━━ Extrait du texte ━━
7 avril 1836
«La vente des emplois publics est la source principale des revenus de l’État. Le candidat emprunte, à des taux très élevés, [le] prix de l’achat à une maison de commerce arménienne, et le gouvernement laisse aux fermiers généraux le soin d’exploiter les provinces comme ils veulent pour rentrer dans leurs déboursés. (…)
Les provinces savent d’avance que le pacha arrive pour les dépouiller ; elles arment en conséquence. On entame des négociations ; si l’entente ne s’établit pas, il y a guerre ; si elle se rompt, soulèvement. (…)
L’inférieur ne peut approcher des supérieurs sans cadeaux ; le plaignant est tenu de faire un don à son juge. Employés et officiers reçoivent des pourboires ; mais celui qui accepte le plus de cadeaux, c’est le sultan lui-même.
La ressource de l’avilissement du titre des monnaies a été employée jusqu’à épuisement. Il y a douze ans, l’écu espagnol valait 7 piastres ; aujourd’hui, il en vaut 21…
Si l’une des premières conditions de tout gouvernement est d’éveiller la confiance, l’administration turque s’inquiète fort peu de remplir cette tâche. Les procédés à l’égard des Grecs, la persécution injuste et cruelle des Arméniens, ces fidèles et riches sujets de la Porte, tant d’autres mesures violentes sont de trop fraîche date pour que personne ne s’avise de placer ses capitaux à longue échéance. Dans un pays où l’industrie est privée de l’élément qui seul permet de réussir, le commerce ne peut être que l’échange des matières premières contre des objets de fabrication étrangère.
Dans l’intérieur, personne ne veut s’occuper de la culture en grand du blé, parce que le gouvernement fait ses achats à des prix qu’il fixe lui-même. Les prix imposés par l’administration sont des calamités plus grandes pour le pays que les incendies et la peste tout ensemble. Non seulement cette mesure mine le bien-être, mais elle en tarit encore les sources. Il arrive ainsi que le gouvernement se trouve réduit à acheter son blé à Odessa, tandis que des étendues illimitées de terre fertile restent sans culture sous le ciel le plus clément, aux portes d’une ville de 800’000 habitants.
Les membres du corps de cet État, autrefois si puissants, sont frappés de mort, la vie tout entière a reflué vers le coeur, et un soulèvement dans les rues de la capitale peut être le convoi funèbre de la monarchie osmanienne. »
Maréchal de Moltke, Lettres sur l’Orient, Paris, 1872
Bismarck et la question d’Orient
« La question de savoir si, à propos des complications orientales, nous nous brouillerons pour longtemps avec l’Angleterre, ou, ce qui serait encore plus grave, avec l’Autriche, ou, ce qui serait le plus grave de tout, avec la Russie, est infiniment plus importante pour l’avenir de l’Allemagne que tous les rapports entre la Turquie et ses sujets ou entre elle et les puissances européennes. Cela exige de nous une grande prudence…, si nous voulons conserver, autant qu’il sera possible, le capital de bonnes relations que nous avons avec l’Angleterre, l’Autriche et la Russie. Nous ne devons, à mon avis, exposer aucune partie de ce capital, à moins que nous n’y soyons obligés par les propres intérêts de l’Allemagne. »
━━━
━━ Données présentées ━━
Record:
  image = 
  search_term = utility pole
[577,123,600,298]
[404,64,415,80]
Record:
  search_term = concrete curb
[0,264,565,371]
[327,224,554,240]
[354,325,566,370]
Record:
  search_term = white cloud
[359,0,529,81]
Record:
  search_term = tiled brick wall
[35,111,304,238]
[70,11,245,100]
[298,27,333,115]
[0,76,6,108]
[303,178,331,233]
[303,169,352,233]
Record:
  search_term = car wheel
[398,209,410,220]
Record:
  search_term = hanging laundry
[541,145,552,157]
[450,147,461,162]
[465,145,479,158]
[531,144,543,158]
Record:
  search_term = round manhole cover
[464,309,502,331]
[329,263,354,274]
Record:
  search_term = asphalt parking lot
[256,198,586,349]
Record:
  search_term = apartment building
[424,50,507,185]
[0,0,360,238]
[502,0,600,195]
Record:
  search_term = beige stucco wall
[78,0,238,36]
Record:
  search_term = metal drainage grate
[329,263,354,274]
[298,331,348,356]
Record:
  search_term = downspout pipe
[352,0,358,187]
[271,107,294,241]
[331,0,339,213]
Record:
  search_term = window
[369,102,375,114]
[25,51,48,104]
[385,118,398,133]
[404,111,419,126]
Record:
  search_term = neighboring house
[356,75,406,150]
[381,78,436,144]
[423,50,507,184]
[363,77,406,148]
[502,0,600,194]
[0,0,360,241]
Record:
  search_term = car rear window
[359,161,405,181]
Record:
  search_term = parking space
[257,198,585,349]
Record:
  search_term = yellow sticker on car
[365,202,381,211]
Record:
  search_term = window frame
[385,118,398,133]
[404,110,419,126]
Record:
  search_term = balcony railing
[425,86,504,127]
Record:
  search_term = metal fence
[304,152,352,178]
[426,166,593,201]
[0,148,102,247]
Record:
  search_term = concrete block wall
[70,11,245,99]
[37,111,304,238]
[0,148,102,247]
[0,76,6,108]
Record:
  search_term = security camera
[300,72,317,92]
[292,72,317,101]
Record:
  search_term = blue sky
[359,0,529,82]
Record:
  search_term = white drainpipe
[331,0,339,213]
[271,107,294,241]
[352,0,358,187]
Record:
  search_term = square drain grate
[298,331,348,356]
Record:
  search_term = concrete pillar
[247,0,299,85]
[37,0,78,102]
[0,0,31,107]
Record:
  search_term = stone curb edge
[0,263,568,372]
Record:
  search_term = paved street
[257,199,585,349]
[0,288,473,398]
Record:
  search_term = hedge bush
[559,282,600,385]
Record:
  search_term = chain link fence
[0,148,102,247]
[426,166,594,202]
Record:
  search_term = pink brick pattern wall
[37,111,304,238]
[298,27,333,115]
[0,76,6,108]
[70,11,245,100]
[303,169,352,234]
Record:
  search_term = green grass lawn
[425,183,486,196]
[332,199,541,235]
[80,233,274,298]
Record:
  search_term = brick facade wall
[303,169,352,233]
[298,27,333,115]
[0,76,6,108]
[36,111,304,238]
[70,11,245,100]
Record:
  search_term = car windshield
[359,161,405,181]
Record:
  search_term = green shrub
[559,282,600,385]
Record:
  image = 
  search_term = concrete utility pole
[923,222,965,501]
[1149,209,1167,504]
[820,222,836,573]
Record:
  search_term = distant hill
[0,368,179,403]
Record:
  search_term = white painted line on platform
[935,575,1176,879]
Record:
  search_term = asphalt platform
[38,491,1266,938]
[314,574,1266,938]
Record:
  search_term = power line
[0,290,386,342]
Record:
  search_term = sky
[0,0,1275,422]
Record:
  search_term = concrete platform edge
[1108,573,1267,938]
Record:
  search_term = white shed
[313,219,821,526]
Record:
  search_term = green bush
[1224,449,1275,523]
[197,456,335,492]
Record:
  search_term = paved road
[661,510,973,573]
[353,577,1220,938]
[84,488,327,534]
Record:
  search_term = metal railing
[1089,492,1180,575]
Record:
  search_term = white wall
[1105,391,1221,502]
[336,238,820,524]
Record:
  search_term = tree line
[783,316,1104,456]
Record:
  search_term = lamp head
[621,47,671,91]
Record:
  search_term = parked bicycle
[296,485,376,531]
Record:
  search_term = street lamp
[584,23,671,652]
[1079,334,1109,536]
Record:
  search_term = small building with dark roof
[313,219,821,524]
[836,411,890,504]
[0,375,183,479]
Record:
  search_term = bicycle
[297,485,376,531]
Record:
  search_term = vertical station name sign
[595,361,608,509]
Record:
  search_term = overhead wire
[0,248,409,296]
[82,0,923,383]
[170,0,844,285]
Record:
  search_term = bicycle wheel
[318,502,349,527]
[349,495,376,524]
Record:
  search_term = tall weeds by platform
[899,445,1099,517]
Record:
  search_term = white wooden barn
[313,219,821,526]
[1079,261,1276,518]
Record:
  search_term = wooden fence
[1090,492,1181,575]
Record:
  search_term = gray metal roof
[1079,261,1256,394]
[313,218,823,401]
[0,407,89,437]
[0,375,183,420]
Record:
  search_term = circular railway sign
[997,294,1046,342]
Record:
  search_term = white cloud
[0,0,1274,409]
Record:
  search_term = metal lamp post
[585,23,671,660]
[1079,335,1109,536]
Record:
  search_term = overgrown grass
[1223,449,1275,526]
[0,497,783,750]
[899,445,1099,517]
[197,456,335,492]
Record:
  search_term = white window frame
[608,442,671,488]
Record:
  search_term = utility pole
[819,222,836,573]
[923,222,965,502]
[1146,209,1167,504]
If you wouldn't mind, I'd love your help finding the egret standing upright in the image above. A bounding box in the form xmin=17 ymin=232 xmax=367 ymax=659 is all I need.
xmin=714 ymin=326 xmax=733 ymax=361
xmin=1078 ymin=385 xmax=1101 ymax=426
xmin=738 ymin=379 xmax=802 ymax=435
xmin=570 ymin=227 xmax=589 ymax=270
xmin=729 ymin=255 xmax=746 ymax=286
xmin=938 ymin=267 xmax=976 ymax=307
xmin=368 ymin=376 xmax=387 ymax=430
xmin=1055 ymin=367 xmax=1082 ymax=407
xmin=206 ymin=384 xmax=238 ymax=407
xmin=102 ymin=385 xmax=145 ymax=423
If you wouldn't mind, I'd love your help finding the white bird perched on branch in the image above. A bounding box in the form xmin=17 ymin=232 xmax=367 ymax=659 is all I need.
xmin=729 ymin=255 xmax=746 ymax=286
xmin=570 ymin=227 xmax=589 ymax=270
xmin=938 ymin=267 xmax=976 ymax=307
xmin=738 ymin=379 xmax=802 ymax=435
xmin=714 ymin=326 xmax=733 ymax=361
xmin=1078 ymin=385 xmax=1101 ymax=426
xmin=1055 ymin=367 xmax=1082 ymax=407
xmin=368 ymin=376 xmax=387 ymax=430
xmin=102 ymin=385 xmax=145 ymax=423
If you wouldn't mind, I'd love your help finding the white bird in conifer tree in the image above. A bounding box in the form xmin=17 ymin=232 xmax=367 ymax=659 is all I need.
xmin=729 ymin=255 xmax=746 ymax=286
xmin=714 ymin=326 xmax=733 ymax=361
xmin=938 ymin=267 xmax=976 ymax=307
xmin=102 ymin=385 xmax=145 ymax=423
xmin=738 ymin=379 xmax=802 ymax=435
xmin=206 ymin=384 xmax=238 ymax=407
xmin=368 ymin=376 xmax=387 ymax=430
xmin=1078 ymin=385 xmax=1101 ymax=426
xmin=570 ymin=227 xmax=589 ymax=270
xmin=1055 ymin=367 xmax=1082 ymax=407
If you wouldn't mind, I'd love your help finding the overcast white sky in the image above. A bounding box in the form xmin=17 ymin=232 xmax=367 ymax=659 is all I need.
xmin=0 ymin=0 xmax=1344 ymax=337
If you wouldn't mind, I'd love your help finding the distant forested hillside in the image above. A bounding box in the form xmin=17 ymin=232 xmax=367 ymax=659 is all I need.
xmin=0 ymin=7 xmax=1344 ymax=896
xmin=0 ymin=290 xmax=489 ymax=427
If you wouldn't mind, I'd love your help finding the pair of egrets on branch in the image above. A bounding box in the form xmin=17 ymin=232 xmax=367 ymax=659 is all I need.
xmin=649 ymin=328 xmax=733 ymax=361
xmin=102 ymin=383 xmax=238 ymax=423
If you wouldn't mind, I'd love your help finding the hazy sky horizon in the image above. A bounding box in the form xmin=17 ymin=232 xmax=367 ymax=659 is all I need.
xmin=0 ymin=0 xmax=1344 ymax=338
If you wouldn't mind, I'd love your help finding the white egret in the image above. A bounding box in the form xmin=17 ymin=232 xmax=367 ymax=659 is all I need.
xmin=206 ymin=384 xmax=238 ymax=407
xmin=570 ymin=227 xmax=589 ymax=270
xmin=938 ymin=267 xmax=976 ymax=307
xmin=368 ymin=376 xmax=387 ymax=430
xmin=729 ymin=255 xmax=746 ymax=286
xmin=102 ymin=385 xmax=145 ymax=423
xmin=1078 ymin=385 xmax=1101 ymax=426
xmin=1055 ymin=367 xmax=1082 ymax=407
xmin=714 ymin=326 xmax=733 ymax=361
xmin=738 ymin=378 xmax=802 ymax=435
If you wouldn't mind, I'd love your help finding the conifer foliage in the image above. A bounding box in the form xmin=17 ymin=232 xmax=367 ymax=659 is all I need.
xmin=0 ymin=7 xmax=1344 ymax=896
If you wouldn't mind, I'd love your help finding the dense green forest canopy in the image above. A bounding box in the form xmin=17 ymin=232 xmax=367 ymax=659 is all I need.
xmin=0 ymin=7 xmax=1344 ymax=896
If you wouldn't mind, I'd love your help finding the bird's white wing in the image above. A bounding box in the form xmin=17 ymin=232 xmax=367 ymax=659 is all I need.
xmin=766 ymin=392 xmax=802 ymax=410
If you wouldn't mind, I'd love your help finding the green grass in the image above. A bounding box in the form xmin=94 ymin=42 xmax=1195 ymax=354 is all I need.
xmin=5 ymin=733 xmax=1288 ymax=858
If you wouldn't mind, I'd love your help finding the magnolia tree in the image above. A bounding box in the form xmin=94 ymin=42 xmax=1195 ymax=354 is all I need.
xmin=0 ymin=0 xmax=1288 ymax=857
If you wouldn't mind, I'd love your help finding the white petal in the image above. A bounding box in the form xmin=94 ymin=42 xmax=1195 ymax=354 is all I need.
━━━
# Consignes:
- 1) D'après l'extrait, combien de piastres valait l'écu espagnol douze ans auparavant ?
- 2) Recopiez le passage de l'extrait qui s'ouvre sur les mots « 7 avril 1836 » et se clôt sur « rompt, soulèvement. (…) », en substituant « gouverneur » à « pacha ».

# Corrigé des consignes:
- 1) 7 piastres.

- 2)
7 avril 1836
«La vente des emplois publics est la source principale des revenus de l’État. Le candidat emprunte, à des taux très élevés, [le] prix de l’achat à une maison de commerce arménienne, et le gouvernement laisse aux fermiers généraux le soin d’exploiter les provinces comme ils veulent pour rentrer dans leurs déboursés. (…)
Les provinces savent d’avance que le gouverneur arrive pour les dépouiller ; elles arment en conséquence. On entame des négociations ; si l’entente ne s’établit pas, il y a guerre ; si elle se rompt, soulèvement. (…)